→ TASK PROMPT
Return only this: the line with "If you could put a point on the turquoise" and all the lines that follow it below, through the final one, exactly as they are.

→ STORED RECORDS
--- START ---

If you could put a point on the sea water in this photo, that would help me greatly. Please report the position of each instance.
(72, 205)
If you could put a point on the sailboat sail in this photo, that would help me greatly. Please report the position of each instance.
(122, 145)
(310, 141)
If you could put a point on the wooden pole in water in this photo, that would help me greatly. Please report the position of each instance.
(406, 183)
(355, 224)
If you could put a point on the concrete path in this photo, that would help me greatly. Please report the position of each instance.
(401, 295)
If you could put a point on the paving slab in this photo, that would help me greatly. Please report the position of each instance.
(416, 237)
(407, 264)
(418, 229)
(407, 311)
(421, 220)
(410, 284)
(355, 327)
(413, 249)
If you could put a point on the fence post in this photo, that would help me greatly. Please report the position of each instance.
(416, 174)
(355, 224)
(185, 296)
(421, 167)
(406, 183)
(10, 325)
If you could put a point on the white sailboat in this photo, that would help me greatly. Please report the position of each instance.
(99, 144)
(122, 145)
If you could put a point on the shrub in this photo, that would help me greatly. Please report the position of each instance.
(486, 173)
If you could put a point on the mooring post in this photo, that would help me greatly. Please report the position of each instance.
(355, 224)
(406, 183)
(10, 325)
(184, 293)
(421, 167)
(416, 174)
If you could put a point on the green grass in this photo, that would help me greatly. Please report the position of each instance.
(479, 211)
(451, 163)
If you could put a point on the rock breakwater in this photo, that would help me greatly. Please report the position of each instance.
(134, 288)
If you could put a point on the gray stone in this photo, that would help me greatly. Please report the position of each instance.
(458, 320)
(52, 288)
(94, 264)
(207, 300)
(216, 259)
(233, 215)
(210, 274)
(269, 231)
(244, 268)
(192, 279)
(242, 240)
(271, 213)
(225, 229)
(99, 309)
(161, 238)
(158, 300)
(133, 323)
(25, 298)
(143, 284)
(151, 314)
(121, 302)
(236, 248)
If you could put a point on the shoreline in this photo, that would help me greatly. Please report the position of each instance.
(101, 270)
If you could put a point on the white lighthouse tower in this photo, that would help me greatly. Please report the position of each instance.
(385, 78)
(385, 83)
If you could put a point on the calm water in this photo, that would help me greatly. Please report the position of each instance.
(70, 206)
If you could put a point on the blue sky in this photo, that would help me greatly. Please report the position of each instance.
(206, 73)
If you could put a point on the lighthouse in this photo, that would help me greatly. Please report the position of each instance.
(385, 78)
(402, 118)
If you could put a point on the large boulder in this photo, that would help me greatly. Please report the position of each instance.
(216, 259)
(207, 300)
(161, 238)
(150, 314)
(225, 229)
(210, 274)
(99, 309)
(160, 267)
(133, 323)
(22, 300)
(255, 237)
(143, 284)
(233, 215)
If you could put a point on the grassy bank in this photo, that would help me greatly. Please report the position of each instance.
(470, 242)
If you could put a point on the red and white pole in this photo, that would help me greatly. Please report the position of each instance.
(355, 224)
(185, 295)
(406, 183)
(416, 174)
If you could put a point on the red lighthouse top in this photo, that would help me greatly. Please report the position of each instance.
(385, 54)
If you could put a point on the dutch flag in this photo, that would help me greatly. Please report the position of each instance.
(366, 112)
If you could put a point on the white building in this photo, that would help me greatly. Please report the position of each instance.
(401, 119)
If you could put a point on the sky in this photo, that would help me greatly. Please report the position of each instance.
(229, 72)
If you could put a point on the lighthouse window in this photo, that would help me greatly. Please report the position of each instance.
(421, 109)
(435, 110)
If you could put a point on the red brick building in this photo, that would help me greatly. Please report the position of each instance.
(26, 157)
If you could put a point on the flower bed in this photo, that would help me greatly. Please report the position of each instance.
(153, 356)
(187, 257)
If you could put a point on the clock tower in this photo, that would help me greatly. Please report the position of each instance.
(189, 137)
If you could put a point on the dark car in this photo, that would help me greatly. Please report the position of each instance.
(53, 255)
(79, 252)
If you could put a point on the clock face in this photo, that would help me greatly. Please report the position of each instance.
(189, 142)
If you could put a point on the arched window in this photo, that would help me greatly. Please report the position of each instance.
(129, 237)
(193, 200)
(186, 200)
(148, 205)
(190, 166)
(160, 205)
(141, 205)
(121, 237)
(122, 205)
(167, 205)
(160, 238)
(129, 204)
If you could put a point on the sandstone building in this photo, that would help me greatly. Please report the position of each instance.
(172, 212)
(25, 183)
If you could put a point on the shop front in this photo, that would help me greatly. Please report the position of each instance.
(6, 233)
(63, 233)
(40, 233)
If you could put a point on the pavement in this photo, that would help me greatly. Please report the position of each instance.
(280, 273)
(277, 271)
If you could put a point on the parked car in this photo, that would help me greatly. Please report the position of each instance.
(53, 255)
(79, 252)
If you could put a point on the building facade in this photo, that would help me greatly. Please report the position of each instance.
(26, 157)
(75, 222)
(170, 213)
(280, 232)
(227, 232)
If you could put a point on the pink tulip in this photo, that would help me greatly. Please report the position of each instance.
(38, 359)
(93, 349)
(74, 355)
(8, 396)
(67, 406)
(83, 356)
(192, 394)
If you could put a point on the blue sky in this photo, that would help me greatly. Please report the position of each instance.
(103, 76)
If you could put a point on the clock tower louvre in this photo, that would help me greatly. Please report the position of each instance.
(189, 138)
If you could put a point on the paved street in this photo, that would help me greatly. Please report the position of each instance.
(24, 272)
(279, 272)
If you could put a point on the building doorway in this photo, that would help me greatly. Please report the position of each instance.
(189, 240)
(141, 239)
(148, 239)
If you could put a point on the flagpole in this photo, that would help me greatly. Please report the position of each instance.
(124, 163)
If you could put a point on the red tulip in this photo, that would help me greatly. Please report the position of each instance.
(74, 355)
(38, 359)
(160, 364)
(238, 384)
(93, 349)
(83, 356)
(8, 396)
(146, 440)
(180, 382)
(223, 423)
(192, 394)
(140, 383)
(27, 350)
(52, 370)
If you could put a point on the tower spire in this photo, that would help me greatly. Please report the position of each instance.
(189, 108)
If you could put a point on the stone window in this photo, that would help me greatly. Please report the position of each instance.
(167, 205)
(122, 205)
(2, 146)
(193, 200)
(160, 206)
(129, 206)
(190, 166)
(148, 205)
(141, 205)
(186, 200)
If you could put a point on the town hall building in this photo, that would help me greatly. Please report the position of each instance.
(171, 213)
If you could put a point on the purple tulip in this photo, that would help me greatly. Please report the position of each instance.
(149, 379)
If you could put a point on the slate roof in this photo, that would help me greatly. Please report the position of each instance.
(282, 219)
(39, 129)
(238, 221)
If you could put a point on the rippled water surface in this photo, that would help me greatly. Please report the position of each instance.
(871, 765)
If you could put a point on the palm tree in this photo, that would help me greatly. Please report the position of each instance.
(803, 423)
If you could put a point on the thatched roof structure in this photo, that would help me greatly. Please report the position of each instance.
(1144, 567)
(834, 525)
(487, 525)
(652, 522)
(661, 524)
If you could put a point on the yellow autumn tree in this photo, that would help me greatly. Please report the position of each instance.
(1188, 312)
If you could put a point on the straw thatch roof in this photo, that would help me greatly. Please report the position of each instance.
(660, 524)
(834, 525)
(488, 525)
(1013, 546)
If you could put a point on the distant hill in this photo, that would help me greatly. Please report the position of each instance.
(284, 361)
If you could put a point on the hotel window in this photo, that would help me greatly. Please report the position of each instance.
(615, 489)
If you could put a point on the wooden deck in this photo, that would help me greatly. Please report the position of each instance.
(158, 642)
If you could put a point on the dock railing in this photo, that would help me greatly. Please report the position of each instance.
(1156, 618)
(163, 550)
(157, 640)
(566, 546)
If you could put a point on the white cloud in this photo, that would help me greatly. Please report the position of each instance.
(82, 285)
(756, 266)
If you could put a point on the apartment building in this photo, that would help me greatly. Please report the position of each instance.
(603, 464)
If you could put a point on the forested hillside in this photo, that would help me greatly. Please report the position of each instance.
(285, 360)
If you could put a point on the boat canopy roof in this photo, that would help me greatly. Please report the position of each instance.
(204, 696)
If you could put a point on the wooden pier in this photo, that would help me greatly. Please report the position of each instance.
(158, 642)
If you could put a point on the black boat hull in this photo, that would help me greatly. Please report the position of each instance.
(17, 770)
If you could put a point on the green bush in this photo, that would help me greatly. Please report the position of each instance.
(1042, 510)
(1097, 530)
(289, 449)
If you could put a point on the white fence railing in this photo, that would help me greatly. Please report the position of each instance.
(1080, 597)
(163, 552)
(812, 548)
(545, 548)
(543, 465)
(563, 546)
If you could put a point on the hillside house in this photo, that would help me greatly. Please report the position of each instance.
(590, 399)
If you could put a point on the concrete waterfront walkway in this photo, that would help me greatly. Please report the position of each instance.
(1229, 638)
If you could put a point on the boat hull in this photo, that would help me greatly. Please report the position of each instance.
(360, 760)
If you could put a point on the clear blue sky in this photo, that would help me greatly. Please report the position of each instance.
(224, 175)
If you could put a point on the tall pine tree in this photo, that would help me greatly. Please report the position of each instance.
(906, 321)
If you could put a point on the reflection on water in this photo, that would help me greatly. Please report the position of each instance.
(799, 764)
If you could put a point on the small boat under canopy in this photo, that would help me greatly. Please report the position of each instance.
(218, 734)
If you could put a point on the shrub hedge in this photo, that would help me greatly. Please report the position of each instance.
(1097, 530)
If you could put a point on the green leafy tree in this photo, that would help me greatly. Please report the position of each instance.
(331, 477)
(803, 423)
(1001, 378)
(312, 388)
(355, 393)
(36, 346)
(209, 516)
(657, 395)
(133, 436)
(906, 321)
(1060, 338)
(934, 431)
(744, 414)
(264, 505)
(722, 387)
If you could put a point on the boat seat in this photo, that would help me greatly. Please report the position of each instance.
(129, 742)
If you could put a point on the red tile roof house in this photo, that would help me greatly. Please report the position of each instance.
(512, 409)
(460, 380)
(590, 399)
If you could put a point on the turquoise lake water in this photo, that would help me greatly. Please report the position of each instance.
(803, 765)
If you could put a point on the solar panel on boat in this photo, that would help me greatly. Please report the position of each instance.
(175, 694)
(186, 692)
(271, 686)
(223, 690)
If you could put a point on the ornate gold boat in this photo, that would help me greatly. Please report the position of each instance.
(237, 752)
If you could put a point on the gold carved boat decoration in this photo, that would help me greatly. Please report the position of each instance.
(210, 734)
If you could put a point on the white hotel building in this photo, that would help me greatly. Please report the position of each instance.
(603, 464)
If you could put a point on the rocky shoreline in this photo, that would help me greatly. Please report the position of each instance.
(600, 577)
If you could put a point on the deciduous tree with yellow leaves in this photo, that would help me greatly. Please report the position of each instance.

--- END ---

→ RESULT OF THIS EXERCISE
If you could put a point on the turquoise lake water in this photo, that would help me greatly. Please report the position of each instance.
(803, 765)
If you could put a point on the solar panel on boat in this photo, that would help me greatly. Please report the position of each instance.
(175, 694)
(186, 692)
(271, 686)
(223, 690)
If you could put a point on the ornate gold boat in this photo, that would help me greatly. Please report the position of each instance.
(237, 752)
If you could put a point on the gold carved boat decoration in this photo, that would help me greatly. Please report the position of each instance.
(210, 734)
If you could put a point on the white hotel building in this photo, that would help me greatly. Please report the position of each instance.
(603, 464)
If you could put a point on the rocky shoreline in this photo, that would help me greatly. Please report the position of each instance.
(600, 577)
If you could put a point on the deciduous tree with yellow leaves in this photo, that would help me greatly. Please report the position of each instance.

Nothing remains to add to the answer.